Aim of the task: List every line of the data below that contains the string "pink", copying each one in full. Case counts.

Records supplied:
begin

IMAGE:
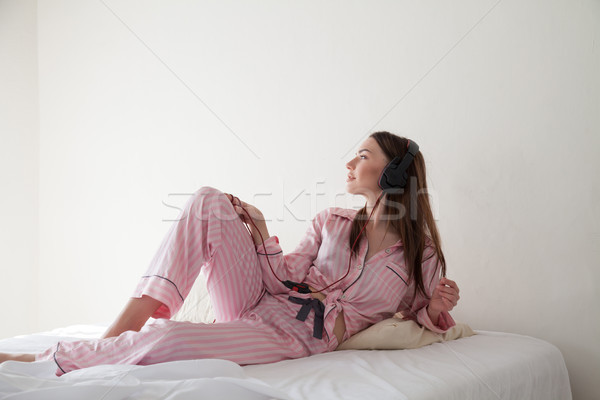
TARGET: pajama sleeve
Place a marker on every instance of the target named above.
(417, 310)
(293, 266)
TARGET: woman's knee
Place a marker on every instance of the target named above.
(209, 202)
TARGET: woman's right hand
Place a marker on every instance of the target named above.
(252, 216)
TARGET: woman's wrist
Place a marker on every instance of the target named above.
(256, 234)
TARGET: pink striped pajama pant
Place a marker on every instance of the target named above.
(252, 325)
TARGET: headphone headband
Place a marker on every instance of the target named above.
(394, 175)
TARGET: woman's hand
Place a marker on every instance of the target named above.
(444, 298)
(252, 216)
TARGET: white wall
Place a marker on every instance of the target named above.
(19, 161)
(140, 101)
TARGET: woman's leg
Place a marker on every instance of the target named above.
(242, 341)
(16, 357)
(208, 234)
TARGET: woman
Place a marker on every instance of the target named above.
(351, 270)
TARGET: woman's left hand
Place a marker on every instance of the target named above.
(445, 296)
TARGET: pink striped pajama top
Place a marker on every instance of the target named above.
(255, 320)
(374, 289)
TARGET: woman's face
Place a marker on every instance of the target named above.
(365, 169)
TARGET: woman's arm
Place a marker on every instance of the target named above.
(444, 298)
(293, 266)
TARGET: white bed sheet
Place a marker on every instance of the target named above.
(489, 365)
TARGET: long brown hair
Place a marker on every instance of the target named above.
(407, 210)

end
begin

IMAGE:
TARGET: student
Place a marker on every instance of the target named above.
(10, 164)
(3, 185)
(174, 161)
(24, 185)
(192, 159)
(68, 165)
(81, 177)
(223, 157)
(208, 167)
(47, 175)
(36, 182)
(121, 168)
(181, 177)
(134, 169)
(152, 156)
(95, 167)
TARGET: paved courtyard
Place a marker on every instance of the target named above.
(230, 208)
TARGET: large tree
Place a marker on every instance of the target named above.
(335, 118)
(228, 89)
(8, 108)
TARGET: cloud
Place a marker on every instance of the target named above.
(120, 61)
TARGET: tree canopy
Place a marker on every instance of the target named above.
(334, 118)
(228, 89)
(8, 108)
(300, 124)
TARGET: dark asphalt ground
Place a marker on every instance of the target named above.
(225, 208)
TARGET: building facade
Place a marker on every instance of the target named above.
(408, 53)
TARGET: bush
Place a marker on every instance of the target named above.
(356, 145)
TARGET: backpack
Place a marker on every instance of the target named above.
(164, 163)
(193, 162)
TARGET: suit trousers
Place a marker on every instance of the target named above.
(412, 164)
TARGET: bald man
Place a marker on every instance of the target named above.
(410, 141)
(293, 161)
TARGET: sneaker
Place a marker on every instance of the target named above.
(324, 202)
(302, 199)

end
begin

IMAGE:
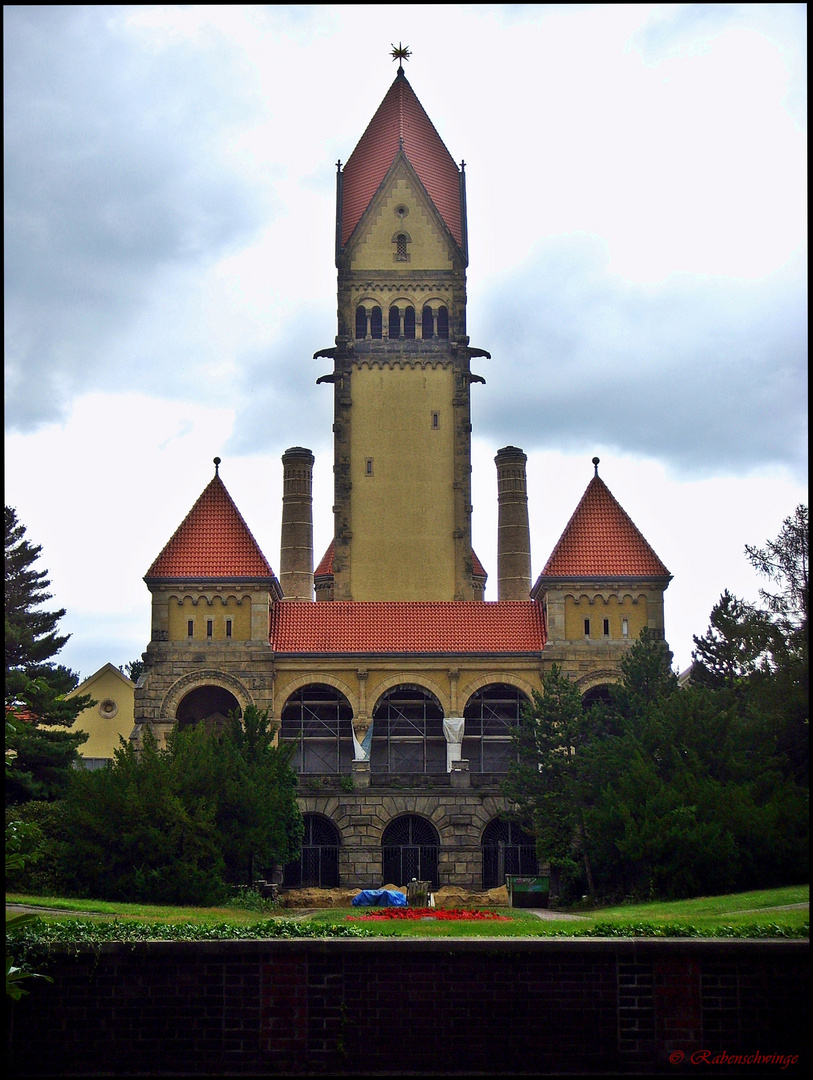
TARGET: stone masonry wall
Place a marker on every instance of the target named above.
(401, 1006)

end

Correct output:
TARGET: pink striped pajama pant
TARGET: pink striped pajama top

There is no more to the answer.